INFORMATION SUPPLIED |
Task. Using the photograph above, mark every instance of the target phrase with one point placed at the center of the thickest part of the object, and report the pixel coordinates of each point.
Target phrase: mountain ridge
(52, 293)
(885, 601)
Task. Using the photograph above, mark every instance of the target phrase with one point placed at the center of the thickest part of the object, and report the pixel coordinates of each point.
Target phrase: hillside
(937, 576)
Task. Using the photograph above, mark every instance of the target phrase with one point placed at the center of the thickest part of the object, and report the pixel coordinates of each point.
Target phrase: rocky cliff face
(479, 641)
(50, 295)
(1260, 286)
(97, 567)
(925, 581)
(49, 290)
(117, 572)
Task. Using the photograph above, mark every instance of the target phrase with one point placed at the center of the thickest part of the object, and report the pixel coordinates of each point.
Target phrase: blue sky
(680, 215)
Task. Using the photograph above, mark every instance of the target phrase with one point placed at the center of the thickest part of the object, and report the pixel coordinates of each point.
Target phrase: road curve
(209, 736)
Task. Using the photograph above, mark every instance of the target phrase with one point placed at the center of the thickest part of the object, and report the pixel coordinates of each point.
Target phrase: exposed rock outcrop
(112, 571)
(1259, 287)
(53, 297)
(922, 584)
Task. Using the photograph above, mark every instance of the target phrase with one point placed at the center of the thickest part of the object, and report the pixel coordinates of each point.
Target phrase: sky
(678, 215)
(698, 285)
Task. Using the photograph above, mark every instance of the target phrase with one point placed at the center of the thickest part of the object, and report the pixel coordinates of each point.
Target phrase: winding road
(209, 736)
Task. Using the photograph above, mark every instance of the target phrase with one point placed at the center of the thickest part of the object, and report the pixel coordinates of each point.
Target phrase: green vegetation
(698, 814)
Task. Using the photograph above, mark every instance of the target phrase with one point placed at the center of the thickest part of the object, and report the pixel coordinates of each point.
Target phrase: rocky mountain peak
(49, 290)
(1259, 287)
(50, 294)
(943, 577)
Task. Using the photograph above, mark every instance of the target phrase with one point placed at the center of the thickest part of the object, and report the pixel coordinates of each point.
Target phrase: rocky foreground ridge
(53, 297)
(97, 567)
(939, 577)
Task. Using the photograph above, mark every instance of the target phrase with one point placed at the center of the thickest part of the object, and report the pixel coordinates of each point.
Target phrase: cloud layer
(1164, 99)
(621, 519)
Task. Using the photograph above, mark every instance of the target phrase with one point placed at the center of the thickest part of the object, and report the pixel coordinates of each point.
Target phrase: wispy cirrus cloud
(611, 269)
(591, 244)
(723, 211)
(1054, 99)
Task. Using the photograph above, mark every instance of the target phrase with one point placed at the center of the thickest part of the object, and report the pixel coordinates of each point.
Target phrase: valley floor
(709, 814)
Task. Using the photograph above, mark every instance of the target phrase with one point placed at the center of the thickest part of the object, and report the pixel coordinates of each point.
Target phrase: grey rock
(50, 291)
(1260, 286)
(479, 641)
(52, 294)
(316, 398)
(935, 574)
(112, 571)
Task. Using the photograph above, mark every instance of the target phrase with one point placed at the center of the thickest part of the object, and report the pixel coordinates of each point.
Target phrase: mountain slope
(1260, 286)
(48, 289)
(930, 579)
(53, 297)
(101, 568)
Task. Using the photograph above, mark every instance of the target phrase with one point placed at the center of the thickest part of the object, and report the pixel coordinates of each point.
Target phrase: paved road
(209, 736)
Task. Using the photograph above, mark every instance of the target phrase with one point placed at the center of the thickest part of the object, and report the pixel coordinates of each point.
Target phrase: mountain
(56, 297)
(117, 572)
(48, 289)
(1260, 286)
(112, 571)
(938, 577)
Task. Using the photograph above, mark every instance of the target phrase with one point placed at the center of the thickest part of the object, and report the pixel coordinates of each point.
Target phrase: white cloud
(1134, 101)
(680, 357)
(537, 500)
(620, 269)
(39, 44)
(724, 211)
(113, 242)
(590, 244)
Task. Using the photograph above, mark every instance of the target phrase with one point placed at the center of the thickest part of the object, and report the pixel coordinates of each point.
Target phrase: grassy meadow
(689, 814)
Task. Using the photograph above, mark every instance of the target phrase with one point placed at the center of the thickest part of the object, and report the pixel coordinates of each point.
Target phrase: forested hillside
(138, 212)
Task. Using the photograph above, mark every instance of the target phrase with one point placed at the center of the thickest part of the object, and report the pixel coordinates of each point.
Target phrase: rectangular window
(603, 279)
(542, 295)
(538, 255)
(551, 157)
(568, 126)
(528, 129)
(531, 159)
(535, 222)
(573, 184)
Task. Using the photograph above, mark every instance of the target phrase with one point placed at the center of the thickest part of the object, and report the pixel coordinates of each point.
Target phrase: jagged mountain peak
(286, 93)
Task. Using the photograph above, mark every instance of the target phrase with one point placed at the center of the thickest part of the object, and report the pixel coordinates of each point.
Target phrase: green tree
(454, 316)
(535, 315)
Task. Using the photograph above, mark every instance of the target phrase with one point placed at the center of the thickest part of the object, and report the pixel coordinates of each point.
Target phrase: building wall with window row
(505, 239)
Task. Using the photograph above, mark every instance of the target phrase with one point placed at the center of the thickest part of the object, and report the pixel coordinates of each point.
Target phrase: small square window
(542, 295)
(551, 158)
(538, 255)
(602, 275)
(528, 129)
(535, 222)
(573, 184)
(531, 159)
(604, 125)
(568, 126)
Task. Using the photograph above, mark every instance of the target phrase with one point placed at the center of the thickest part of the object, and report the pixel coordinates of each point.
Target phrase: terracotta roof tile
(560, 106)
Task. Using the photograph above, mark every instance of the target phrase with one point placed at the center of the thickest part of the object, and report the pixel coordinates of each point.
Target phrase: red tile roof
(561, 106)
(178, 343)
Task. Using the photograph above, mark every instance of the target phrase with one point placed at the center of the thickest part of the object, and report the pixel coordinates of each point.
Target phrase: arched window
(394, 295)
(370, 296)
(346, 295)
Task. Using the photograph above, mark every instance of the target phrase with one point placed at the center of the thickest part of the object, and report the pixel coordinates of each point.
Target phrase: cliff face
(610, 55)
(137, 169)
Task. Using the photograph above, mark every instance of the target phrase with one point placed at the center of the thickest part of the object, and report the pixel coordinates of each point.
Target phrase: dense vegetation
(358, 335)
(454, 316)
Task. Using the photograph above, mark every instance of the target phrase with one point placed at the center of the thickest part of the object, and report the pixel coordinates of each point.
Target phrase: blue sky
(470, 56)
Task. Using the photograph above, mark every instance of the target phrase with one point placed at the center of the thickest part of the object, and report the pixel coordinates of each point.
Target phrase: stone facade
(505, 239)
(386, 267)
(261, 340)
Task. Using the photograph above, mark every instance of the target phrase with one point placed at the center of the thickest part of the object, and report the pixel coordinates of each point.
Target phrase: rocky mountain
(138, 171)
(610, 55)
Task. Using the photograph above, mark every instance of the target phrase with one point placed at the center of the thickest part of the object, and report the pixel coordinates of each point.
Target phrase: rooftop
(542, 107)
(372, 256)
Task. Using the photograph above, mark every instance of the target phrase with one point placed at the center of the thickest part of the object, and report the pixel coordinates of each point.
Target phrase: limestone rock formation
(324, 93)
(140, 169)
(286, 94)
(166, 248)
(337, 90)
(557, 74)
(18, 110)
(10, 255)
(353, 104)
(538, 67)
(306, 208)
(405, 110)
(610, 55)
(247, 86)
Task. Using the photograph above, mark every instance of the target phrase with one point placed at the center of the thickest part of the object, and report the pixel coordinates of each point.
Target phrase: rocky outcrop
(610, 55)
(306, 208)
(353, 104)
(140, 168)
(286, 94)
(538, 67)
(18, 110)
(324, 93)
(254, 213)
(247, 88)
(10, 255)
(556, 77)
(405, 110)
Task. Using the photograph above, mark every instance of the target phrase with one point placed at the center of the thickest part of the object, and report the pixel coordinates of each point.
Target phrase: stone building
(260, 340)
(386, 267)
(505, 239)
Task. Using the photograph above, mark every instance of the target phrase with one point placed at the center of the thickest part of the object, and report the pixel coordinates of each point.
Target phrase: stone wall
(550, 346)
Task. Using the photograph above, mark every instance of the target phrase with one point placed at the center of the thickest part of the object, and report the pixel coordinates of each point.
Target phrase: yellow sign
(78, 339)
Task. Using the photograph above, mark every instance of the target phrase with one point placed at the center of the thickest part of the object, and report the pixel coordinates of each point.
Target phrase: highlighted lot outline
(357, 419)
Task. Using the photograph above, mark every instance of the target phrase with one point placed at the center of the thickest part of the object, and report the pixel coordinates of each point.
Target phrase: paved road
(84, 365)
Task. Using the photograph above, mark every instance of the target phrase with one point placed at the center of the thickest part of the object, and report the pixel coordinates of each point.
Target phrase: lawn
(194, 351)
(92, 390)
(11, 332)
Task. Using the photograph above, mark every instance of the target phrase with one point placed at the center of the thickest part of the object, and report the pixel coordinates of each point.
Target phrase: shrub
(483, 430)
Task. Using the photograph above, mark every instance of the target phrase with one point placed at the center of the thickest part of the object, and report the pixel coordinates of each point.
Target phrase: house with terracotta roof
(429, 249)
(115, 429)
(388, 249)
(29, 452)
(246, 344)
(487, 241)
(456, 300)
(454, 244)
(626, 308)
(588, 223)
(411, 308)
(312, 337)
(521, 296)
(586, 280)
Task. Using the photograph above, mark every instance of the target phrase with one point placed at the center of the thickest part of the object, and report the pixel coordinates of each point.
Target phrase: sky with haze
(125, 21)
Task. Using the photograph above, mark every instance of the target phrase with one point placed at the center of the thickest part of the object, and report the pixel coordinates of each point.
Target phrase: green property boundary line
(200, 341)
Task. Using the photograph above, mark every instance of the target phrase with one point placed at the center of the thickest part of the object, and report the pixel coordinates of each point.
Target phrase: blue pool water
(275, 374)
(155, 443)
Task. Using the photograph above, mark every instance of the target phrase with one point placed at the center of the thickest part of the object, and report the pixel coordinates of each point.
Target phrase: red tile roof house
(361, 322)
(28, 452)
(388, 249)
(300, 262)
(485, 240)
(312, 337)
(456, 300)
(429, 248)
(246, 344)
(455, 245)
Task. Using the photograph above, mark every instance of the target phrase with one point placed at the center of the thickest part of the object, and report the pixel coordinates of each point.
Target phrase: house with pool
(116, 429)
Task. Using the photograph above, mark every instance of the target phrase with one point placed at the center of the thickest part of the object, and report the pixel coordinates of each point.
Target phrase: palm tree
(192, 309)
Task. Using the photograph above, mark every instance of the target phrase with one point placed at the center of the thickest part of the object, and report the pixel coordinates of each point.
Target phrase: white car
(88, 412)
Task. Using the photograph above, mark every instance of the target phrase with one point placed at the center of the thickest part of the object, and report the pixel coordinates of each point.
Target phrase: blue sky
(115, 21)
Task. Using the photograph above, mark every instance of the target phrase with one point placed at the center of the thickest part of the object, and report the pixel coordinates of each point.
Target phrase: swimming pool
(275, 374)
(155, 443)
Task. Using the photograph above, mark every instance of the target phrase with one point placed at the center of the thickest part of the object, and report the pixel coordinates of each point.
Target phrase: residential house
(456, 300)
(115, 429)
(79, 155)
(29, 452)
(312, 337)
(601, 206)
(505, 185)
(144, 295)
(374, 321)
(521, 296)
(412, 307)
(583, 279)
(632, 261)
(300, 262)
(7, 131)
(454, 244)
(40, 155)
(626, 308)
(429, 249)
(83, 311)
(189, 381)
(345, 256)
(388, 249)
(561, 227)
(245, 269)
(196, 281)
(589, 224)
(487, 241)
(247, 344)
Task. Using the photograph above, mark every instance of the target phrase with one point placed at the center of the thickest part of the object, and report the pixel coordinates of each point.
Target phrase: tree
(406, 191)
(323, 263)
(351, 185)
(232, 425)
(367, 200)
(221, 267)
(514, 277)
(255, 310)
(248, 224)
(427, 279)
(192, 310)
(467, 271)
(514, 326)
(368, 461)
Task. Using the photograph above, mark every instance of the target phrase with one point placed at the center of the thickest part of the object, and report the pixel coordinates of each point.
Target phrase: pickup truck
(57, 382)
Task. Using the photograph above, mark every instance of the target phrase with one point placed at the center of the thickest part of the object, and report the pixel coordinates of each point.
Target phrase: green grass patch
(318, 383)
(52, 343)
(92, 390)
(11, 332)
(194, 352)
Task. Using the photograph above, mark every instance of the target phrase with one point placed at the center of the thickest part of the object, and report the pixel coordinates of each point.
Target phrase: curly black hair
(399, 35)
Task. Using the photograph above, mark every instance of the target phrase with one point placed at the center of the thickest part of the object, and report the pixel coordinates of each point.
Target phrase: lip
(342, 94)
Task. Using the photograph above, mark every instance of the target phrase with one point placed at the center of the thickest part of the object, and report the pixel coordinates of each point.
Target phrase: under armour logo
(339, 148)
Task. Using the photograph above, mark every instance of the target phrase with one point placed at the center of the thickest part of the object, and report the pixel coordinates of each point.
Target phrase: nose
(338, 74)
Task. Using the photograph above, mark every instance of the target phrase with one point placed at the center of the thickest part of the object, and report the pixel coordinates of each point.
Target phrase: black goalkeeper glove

SET EXERCISE | Gather every line in the rows above that contains the string "face" and copy each one in full. Letter case counts when matching.

SOLVED EXERCISE |
Target phrase: rocky cliff face
Target phrase: cliff face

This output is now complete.